*** Data extract ***

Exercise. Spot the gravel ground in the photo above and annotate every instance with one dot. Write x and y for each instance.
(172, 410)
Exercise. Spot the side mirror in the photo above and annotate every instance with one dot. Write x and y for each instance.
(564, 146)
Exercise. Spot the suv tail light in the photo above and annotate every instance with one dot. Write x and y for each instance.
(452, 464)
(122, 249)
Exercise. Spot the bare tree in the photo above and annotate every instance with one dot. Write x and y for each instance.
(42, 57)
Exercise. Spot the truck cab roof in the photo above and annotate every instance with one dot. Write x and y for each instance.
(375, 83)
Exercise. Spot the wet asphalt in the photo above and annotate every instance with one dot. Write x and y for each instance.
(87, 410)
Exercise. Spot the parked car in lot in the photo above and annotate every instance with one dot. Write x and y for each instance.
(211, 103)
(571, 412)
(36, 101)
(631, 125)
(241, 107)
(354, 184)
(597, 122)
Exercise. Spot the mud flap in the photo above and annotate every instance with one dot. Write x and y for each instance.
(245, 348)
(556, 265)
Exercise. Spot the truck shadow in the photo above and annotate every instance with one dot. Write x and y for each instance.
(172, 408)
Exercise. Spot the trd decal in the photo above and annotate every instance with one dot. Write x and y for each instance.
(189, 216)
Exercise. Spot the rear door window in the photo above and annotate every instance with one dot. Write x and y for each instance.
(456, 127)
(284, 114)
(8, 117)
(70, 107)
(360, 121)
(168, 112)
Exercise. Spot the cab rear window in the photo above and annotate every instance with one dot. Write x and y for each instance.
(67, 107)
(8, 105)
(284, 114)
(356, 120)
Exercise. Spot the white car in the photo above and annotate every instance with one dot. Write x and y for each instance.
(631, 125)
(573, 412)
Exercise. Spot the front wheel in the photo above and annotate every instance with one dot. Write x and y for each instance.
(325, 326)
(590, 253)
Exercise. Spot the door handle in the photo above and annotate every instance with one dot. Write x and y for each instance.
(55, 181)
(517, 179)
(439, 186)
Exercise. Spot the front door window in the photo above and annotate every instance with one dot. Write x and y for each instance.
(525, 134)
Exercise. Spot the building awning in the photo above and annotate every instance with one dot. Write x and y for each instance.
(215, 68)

***

**Instruction:**
Rewrite every item above, switching "annotate" to "mark" and leaving everything else unchanged.

**Solution below:**
Exercise. Spot the gravel ground in the photo above and mark every instance with one dot. Write x and y for each instance.
(172, 410)
Exercise. Spot the side mirror in the photo above and mark every instance with one dot. Write x and y for each instance.
(564, 146)
Exercise. Spot the suv tail light in the photo above and mark every instance with one dot. Write x and y for each instance.
(452, 464)
(122, 249)
Exercise. Spot the bare tree in the photo above and mark every instance with one dot. Write x and y for each instance.
(42, 57)
Exercise. Spot the truck cab roof in the photo above and mark every instance with one dot. Write x and y for each instance.
(375, 83)
Exercise. Spot the wet asphalt in the photo above and mark every instance with one dot. Write x and y for each instance.
(87, 410)
Exercise. Spot the parked car in lot in the photo above and mark every instance with one dot. Write x and y for each instance.
(211, 103)
(571, 412)
(36, 101)
(631, 125)
(241, 107)
(354, 184)
(597, 122)
Exercise. Spot the mud flap in the photo above and mark every instance with one dot. Write x and y for each instance.
(245, 348)
(556, 265)
Exercise. Spot the truck shadow in the photo above and mark every instance with one dot. Write x and y for each instance.
(172, 408)
Exercise. Spot the trd decal in the photo above and mark every instance with one dot. Write x and y for each instance.
(189, 216)
Exercise. Spot the rear door window in the photo above and mark every instance with one dot. Write x and y for each instance.
(456, 127)
(284, 114)
(8, 117)
(70, 107)
(360, 121)
(168, 112)
Exercise. Spot the cab rear window in the photo above and mark every instance with one dot. Write x and y for each instance.
(67, 107)
(8, 105)
(284, 114)
(356, 120)
Exercise. Spot the white car in the photo above and mark every instance with one dot. Write x and y for each instance.
(631, 125)
(573, 412)
Exercise. Spot the front wheel in the photo above and mark every instance with one dot. Write x and y for each instance.
(325, 326)
(590, 253)
Exercise. Spot the door handle in the photo above and mark every instance with one dot. Write x and y for each instance.
(55, 181)
(517, 179)
(439, 186)
Exercise. Spot the front door window in the photo above and mark every instance with one dot. Write x and y for each instance.
(525, 134)
Exercise. Spot the building awning in the photo above and mark every instance with one dot. Write x and y for each instance.
(215, 68)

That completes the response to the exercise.